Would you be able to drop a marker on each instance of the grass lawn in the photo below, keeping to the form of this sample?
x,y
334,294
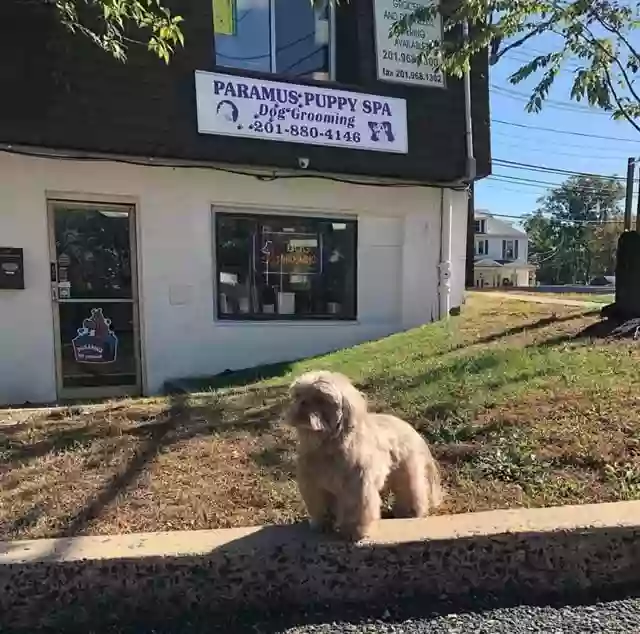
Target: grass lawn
x,y
518,413
585,297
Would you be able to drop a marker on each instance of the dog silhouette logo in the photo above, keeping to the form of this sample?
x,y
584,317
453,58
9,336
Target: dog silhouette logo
x,y
228,111
95,341
381,131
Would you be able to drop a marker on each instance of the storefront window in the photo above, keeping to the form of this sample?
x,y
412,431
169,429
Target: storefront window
x,y
290,37
284,267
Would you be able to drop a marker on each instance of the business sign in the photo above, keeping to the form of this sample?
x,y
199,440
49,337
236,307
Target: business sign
x,y
398,57
291,252
312,115
224,17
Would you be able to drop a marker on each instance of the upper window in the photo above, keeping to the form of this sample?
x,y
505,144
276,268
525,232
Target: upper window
x,y
285,267
509,249
290,37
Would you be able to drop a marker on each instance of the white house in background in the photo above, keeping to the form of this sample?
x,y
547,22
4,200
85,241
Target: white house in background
x,y
501,253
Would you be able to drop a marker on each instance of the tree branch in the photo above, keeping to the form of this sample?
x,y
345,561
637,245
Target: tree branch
x,y
617,33
625,114
613,59
537,31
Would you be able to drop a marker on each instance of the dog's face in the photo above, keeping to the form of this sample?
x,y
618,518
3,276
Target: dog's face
x,y
323,402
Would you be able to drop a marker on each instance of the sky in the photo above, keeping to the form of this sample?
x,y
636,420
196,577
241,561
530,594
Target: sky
x,y
510,190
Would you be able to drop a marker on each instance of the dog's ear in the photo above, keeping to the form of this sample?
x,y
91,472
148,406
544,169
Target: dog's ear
x,y
354,406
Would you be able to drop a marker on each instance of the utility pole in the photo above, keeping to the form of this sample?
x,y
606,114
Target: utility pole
x,y
469,276
631,168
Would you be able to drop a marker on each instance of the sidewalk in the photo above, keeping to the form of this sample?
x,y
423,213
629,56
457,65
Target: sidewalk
x,y
544,300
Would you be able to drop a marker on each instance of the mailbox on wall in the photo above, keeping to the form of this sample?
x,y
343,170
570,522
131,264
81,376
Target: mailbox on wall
x,y
11,268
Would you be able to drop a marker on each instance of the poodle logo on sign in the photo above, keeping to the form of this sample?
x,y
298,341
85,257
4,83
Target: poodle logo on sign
x,y
95,341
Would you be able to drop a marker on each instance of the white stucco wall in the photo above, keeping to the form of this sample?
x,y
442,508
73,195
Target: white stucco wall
x,y
399,246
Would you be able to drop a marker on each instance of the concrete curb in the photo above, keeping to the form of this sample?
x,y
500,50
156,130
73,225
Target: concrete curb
x,y
147,581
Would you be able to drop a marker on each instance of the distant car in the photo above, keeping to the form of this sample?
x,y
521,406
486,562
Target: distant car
x,y
603,280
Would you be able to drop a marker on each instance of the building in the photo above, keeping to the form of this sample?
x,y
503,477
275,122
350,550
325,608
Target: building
x,y
501,253
292,184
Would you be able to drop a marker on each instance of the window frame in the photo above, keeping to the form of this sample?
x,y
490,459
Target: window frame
x,y
273,51
485,246
277,215
505,247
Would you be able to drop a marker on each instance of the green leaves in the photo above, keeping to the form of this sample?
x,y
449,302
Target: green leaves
x,y
595,35
573,234
114,25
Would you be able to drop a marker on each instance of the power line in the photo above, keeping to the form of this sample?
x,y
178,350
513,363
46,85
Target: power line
x,y
553,103
545,143
556,131
562,222
532,182
553,170
620,158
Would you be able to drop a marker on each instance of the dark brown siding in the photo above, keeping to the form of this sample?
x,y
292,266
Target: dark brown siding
x,y
59,91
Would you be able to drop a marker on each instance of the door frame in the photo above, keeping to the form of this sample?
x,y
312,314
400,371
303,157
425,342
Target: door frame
x,y
107,203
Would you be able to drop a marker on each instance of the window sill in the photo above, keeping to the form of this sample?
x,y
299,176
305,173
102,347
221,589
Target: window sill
x,y
245,322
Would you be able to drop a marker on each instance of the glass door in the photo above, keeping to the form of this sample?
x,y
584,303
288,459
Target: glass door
x,y
94,293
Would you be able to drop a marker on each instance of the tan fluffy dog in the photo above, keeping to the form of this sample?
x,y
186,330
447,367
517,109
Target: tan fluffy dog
x,y
348,457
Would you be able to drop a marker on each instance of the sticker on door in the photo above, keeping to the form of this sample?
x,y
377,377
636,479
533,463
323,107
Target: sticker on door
x,y
95,341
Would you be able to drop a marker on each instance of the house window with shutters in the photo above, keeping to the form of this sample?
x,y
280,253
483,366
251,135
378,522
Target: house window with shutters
x,y
509,249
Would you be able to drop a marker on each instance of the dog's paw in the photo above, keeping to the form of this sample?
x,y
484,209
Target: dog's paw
x,y
319,526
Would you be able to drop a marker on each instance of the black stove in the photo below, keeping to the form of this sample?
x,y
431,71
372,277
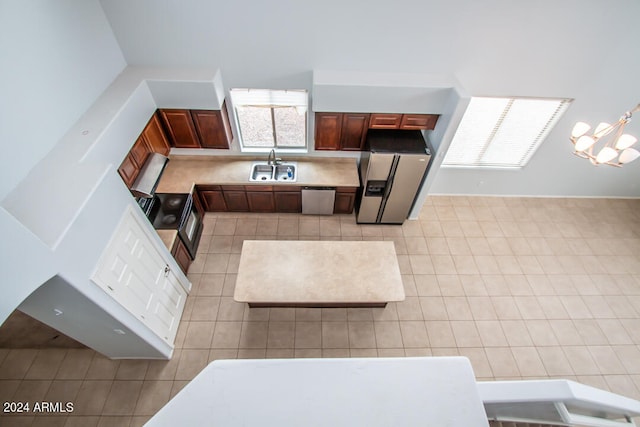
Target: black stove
x,y
169,211
175,211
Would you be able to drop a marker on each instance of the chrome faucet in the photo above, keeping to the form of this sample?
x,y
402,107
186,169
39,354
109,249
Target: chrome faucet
x,y
272,159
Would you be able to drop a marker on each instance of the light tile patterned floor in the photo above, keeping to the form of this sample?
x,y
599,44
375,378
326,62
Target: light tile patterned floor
x,y
523,287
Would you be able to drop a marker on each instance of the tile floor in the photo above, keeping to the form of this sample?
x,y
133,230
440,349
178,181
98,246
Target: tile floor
x,y
523,287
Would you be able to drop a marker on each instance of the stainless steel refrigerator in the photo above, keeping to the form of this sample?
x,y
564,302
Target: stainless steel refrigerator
x,y
392,170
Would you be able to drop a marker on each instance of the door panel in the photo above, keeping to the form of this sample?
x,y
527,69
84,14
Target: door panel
x,y
405,185
136,275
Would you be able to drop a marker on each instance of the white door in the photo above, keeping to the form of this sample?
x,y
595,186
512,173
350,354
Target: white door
x,y
135,274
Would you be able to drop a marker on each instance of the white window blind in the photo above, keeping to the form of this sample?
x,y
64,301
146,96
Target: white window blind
x,y
271,118
503,132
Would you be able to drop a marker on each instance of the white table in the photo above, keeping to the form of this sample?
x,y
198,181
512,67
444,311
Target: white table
x,y
429,391
318,274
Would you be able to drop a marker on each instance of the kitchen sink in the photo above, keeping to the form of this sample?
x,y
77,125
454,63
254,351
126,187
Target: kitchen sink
x,y
283,172
261,172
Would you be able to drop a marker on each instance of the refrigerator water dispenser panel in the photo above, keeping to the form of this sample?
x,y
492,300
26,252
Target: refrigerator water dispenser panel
x,y
375,188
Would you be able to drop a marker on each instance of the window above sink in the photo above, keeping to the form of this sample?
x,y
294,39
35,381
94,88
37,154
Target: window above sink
x,y
271,119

> **WORK TO BE COMPLETED**:
In your copy of the records above, include no pictures and match every line exactly.

> **ANSWER FOR THE TASK**:
Would you be able to drop a marker on each instance of the grass lawn in the photo below, keeping to the form of this sample?
x,y
334,294
Target: grass lawn
x,y
518,413
585,297
Would you be able to drop a marker on each instance of the dog silhouette logo in the photo above, keeping to the form of this sample?
x,y
584,317
453,58
9,336
Target: dog silhouette logo
x,y
228,111
95,341
381,131
Would you be able to drop a marker on each instance of the storefront window in the photo above, keeping to the form of this sample?
x,y
412,431
169,429
Target: storefront window
x,y
290,37
284,267
Would you be able to drop a marker on each instance of the business sign in the photo above, keeping to the form of this sample?
x,y
199,440
49,337
236,307
Target: business sign
x,y
398,57
291,252
312,115
224,17
Would you be able to drop a marker on each instance of the upper window in the photo above, keeping to the form of this sample?
x,y
505,144
276,268
525,232
Target: upper window
x,y
285,267
509,249
290,37
Would you be able to drop a marker on each instance of the white house in background in the photo above, keeping to the form of this sample?
x,y
547,22
4,200
85,241
Target: white house in background
x,y
501,253
Would you be able to drop a marker on each instance of the tree branch in the photo above, keeping to the form of this sample?
x,y
345,561
637,245
Target: tree branch
x,y
617,33
625,114
613,59
537,31
Would you be able to drop a marker on each instance of the dog's face in the photo above, keeping to the form of this sample?
x,y
618,518
3,276
Target: dog's face
x,y
323,402
Would you be able to drop a marker on each instance of the sky in the photo above, keeping to the form of this sample?
x,y
636,420
196,577
241,561
530,594
Target: sky
x,y
510,190
Would you be able to drop a marker on each instance of the dog's ear in the photo above, keeping to the form of this sample?
x,y
91,472
148,406
544,169
Target: dog's ear
x,y
354,406
Would you be able to drop a marker on each instance of the utility pole in the photo above, keeping to the form of this sample?
x,y
606,114
Target: utility pole
x,y
469,276
631,168
Would you be able to drop a marker on each instance of the sidewalk in the photo above, keeping to the form of this sample?
x,y
423,213
629,56
457,65
Target: sidewalk
x,y
544,300
Would you be able to drop a marker on each instance of the mailbox on wall in the photo above, keeping to the form of this sample?
x,y
343,170
570,522
131,264
81,376
Target: mailbox on wall
x,y
11,268
Would you be able to drop a marker on each instance of the poodle logo on sign in the photo above, keeping to the form of this sample?
x,y
298,341
85,257
4,83
Target: poodle logo on sign
x,y
95,341
Would you be able to drop a marker on each instance of the white stucco wall in the photo above, keeping to the form of this sample?
x,y
442,508
73,195
Target: white stucco wall
x,y
399,246
Would you be able to drop a marker on each instance of the concrete curb in the photo above, keeping to the form of this sample?
x,y
500,50
156,130
73,225
Target: concrete curb
x,y
147,581
Would you be able to drop a marker on each instance of the distant car in the photo above, keeping to the form of this sample?
x,y
521,406
486,562
Target: distant car
x,y
603,280
Would you be able to drop a marker on each instance of the building in the photo above, keeping to the form of this sample?
x,y
503,477
275,122
350,550
325,608
Target: building
x,y
501,253
292,184
Would you be able to drop a marker on each instance of the window frame in the photo above, keeping to the form of this sample?
x,y
490,459
Target: window frame
x,y
273,51
485,246
277,215
505,247
Would you be able to drop a marker on each instance of the green leaves in the photo above, keeping to the form of this sample?
x,y
449,302
Target: green leaves
x,y
595,35
573,234
114,25
Would you be able to drop a marker on each instance of the power line in the photo above, keeping to the form of this sample?
x,y
178,350
513,363
46,85
Target: power line
x,y
553,103
545,143
556,131
562,222
532,182
553,170
620,158
Would you be able to drop a marker on each instance of the dark brown siding in the photo above, keeping to the form of this sample?
x,y
292,266
Target: dark brown siding
x,y
59,91
Would you be able to drop a marker on each instance of the door frame in the photo above, keeping to the form of this sample?
x,y
312,314
400,371
303,157
425,342
Target: door frame
x,y
107,203
Would you be able to drop a marker on each instance of the window sill in the photo above, keeping to the form of this sample?
x,y
299,176
305,173
102,347
221,589
Target: window sill
x,y
245,322
Would you be able to drop a marker on each instance of the glass door in the photo above, keeping to the form of this sample?
x,y
584,303
288,459
Target: glass door
x,y
94,293
Would you be able to drop a marker on each instance of the tan fluffy dog in the photo above, keeping to the form of this sample?
x,y
186,330
447,367
517,109
Target: tan fluffy dog
x,y
348,457
Would you be able to drop a marker on each instance of the sticker on door in the photo above, keeping to the form of this sample?
x,y
377,377
636,479
533,463
323,107
Target: sticker on door
x,y
95,341
Would you be able to drop a marker on each instance of the house window with shutters in the photo above, keeping to the form of this sample?
x,y
280,253
483,366
251,135
378,522
Target: house window with shutters
x,y
509,249
Would you be able to drop a marker on each instance of the dog's paw in the photo above, keeping to the form of this sample?
x,y
484,209
Target: dog's paw
x,y
319,526
Would you be able to drop a marker on each instance of the black stove in the photo below, keeping to the form of this sample?
x,y
431,71
372,277
Target: black stove
x,y
169,211
175,211
Would you be able to drop a marker on each instance of the chrome faucet in the photo above, keeping to the form of this sample?
x,y
402,107
186,169
39,354
109,249
Target: chrome faucet
x,y
272,159
Would you be able to drop a marker on each instance of the light tile patterned floor in the photo above, keeping to the form of this sample?
x,y
599,44
375,378
326,62
Target: light tile patterned floor
x,y
523,287
Would you be able to drop a marker on each instance of the tile floor in the photo above, keeping to the form of this sample?
x,y
133,230
440,349
178,181
98,246
Target: tile floor
x,y
523,287
Would you be able to drop a marker on each instance of the stainless steel refrigerator in the photo above, keeping to the form of this sample?
x,y
564,302
Target: stainless steel refrigerator
x,y
392,170
Would you be able to drop a marker on each instance of the door panel in the photo above, keeping to the form of this sample?
x,y
527,69
84,14
Target: door panel
x,y
405,185
136,275
Would you be able to drop a marker on each instance of the white door in the photo above, keeping to the form of this sample?
x,y
595,186
512,173
350,354
Target: white door
x,y
135,274
Would you be able to drop a marker on each instance of the white window blind in the photo above, keeping to the form of this sample?
x,y
64,301
146,96
Target: white window blind
x,y
271,118
503,132
Would you be able to drop a marker on each instance of the white table in the photo above, keeping to the form of this sample?
x,y
198,181
512,67
444,311
Target: white table
x,y
429,391
318,274
Would you be able to drop a marker on each instance of the kitchen sink in the photo above, keeping to the form of this sample?
x,y
77,125
454,63
254,351
126,187
Target: kitchen sink
x,y
283,172
261,172
Would you be able to drop a marker on each instance of the refrigerator water dispenser panel in the photo above, keeping to the form of this sample?
x,y
492,300
26,252
Target: refrigerator water dispenser panel
x,y
375,188
Would you be able to drop a marker on each instance of the window above sink in the photo above, keeping to the form of this sample?
x,y
294,39
35,381
94,88
37,154
Target: window above sink
x,y
271,119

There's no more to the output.